+++ Available records +++

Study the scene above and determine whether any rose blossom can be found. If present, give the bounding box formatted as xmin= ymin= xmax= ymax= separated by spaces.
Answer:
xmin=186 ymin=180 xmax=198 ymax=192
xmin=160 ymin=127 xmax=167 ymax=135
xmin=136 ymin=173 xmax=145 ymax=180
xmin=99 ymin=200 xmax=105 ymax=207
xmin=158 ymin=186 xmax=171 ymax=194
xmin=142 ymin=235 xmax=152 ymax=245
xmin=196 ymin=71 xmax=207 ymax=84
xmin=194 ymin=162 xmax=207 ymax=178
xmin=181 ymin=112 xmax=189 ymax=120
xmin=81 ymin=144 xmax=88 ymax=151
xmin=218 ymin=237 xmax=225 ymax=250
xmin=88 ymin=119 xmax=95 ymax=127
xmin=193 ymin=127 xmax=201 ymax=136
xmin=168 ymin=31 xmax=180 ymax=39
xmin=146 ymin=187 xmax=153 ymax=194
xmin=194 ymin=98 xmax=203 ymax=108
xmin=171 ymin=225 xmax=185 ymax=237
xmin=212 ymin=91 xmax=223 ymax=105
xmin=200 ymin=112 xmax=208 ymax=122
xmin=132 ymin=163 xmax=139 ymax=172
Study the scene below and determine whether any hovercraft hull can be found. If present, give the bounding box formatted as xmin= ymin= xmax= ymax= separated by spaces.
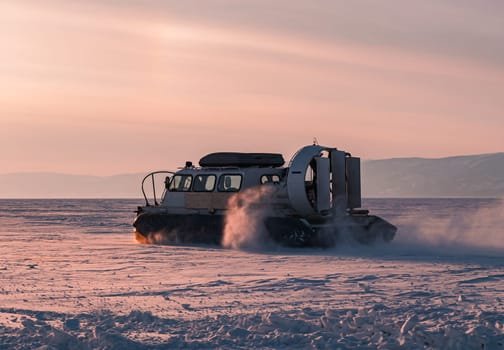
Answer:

+++

* Exercise objective
From the listing above, copy out each line where the word "determine" appears.

* Answer
Study the scene above and determine whether any rose blossom can be found. If present, give the bounding box formatted as xmin= ymin= xmax= ymax= separated by spaces.
Study the scene below and determine whether any hovercraft hull can be found. If present, give the bounding box formatted as xmin= ymin= xmax= ymax= separated by spaces.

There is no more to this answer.